**** THE RECORDS ****
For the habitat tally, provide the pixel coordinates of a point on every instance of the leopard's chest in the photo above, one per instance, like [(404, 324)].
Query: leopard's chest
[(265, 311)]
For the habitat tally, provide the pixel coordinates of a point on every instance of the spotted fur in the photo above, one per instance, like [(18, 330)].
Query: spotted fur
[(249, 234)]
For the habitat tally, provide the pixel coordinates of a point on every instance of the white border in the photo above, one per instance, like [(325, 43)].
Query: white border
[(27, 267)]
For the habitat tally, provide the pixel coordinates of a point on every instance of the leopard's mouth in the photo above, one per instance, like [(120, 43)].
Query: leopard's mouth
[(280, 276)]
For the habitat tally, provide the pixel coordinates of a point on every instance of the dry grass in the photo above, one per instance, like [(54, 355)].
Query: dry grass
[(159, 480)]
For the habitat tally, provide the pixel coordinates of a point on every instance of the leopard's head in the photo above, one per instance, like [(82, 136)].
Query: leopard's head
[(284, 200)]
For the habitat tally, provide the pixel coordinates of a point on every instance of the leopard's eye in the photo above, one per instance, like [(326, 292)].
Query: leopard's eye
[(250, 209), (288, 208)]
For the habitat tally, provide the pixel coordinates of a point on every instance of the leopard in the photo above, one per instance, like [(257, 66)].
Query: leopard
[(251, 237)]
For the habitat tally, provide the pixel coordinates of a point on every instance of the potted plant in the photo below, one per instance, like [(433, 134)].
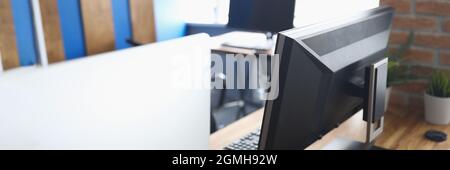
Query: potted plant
[(398, 73), (437, 100)]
****
- **DESCRIPTION OF THE TASK**: Output every line above verbatim, from the first to the last, and omit the pictures.

- **TASK OUTPUT**:
For the habitat tally, provide the pixel coordinates of a point on every instance of the leopard's chest in the photo above, one per instance, like [(404, 324)].
Query: leopard's chest
[(265, 311)]
For the habitat tally, provide the pixel coordinates of a point on every instance of the spotted fur in the photo above, one per instance, like [(18, 330)].
Query: spotted fur
[(249, 234)]
For the habitat tally, provide the pixel coordinates of a point on every instance of the white border in the photo above, one per instance, like [(325, 43)].
Query: white border
[(27, 267)]
For the habitat tally, provide the pixel coordinates of a point on every instance of the leopard's mouth in the photo above, one per instance, like [(120, 43)].
Query: leopard's mouth
[(280, 276)]
For the habitat tally, provide the pixel coordinates of a point on every instance of the dry grass in the photo above, one per instance, like [(54, 355)].
Query: dry grass
[(159, 480)]
For the habitat tally, provide the pixel coordinates of a point on every instance of the leopard's head in the photo above, one per instance, like [(82, 136)].
Query: leopard's head
[(284, 200)]
For the habitat tally, provide the pixel coordinates of a point on every instance of the leopard's eye in the photo above, one per instance, like [(326, 292)].
Query: leopard's eye
[(250, 209), (288, 208)]
For the habitat tally, provide the pixel coordinates of a point on every instance of the leopard in the photo above, one per instance, like [(257, 66)].
Query: leopard
[(251, 237)]
For the habitat tally, provide the pixel coordinates of a point on every instance of the potted plant in the photo below, one per instance, like [(433, 134)].
Query: potted plant
[(398, 73), (437, 100)]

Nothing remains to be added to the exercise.